- Tâche à réaliser A: D'après le texte sur la psychiatrie de ville, qui assure la mission de soins auprès des patients suffisamment inscrits dans le social pour formuler une demande de soins ?
- Tâche à réaliser B: Mettez à jour le passage du texte sur la psychiatrie de ville compris entre « Pour les autres » et « diffraction du transfert. », bornes incluses, en remplaçant « psychiatre libéral » par « médecin généraliste ».
- Tâche à réaliser C: Rédigez la suite du texte sur la psychiatrie de ville à partir de sa dernière phrase.

Pour les autres patients, ceux qui sont suffisamment inscrits dans le social pour formuler une demande de soins, c’est la psychiatrie de ville qui assure cette mission. La difficulté grandissante tient au fait que de plus en plus de patients ayant un suivi erratique dans le public du fait de ce que nous disions plus haut, adressent des demandes de soins au psychiatre libéral. Or, si dans certains cas c’est praticable, force est de constater qu’un praticien seul n’est pas outillé pour faire face à certaines situations, lesquelles nécessitent un travail, une réflexion collective, une diffraction du transfert.
En tenant compte de nos limites dans certaines situations, il peut être utile occasionnellement de solliciter un avis, un autre éclairage sur une situation, pourquoi pas via un centre expert. Mais il nous semble encore une fois que ce n’est qu’en appoint. Il n’y a aucun réel besoin d’augmenter la place de ses structures pour faire face au malaise de nos contemporains. D’ailleurs, même pour l’enjeu médicamenteux, il est assez rare qu’une photographie clinique instantanée si précise soit elle soit suffisante, il faudra plusieurs rencontres pour affiner une prescription.

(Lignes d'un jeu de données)
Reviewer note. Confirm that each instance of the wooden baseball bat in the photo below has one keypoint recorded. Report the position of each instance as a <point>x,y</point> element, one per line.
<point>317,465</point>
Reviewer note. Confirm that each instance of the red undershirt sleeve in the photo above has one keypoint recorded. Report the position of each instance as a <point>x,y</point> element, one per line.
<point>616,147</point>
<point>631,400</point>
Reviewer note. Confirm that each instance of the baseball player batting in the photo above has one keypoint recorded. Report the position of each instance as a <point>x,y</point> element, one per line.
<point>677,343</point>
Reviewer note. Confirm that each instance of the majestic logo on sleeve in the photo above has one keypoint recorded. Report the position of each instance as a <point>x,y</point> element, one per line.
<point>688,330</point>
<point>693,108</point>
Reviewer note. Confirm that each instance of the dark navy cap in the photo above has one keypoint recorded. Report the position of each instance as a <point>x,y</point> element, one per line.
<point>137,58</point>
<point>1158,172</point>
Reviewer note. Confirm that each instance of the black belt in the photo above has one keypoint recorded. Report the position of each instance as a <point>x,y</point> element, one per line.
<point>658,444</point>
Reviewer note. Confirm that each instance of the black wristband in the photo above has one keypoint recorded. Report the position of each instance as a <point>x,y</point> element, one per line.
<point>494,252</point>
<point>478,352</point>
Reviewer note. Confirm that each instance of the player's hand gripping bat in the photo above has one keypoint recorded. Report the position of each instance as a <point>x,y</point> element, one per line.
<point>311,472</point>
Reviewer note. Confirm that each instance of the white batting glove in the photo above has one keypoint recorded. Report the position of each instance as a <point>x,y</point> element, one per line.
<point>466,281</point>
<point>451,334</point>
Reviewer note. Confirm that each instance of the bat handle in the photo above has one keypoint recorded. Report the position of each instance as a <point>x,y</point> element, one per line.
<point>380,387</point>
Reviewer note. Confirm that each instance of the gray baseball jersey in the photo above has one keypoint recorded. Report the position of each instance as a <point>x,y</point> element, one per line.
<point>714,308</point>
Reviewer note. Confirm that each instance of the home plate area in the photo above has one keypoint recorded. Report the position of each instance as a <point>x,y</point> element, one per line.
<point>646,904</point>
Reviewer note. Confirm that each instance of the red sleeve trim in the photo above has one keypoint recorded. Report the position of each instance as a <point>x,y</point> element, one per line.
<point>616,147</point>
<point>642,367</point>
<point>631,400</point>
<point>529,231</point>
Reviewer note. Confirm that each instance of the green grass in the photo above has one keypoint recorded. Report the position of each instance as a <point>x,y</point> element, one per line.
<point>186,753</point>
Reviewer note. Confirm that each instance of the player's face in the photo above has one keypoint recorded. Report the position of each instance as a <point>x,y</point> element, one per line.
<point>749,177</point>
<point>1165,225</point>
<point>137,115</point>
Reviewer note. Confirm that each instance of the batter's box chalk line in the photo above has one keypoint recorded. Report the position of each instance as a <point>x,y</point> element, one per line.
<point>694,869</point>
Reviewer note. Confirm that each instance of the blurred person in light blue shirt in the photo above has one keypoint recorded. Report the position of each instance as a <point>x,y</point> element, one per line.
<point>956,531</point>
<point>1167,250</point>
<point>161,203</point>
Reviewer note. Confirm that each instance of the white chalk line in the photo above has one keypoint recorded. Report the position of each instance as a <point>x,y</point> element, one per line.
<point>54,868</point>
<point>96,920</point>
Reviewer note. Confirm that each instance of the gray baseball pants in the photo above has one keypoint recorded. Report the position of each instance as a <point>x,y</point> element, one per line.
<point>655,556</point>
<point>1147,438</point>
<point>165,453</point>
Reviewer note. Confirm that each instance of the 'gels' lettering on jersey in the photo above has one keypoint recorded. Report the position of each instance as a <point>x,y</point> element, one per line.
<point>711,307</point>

- Réponse attendue A: C'est la psychiatrie de ville qui assure cette mission.

- Réponse attendue B:
Pour les autres patients, ceux qui sont suffisamment inscrits dans le social pour formuler une demande de soins, c’est la psychiatrie de ville qui assure cette mission. La difficulté grandissante tient au fait que de plus en plus de patients ayant un suivi erratique dans le public du fait de ce que nous disions plus haut, adressent des demandes de soins au médecin généraliste. Or, si dans certains cas c’est praticable, force est de constater qu’un praticien seul n’est pas outillé pour faire face à certaines situations, lesquelles nécessitent un travail, une réflexion collective, une diffraction du transfert.

- Réponse attendue C:
L’enjeu de l’extension des centres experts dépasse à notre avis largement la question des cas difficiles. Leur généralisation emporterait avec elle une certaine conception des soins psychiques, notamment la responsabilité du praticien qui mesure les effets de son acte dans l’après coup, et qui fait partie du tableau clinique.
Il n’est pas impossible qu’à moyen terme, au nom d’une supposée efficacité, rentabilité économique, ou problématique d’accès aux soins, soit attendu des pouvoirs publics de tout praticien qu’il prenne cette place d’expert. Il serait alors dans une position de surplomb, contournant la question de l’angoisse, tant des patients que la sienne surgissant durant les suivis, constituant pourtant un élément cardinal de la pratique. Nous serions enfin débarrassés de ces inconforts, déchargés de la responsabilité, mais gare au pire si c’était le cas! Il s’agirait alors d’un amenuisement de la médecine psychiatrique, médecine de l’âme qui a ses spécificités quoi qu’on en dise, à sa portion scientiste caricaturale et non dialectisée.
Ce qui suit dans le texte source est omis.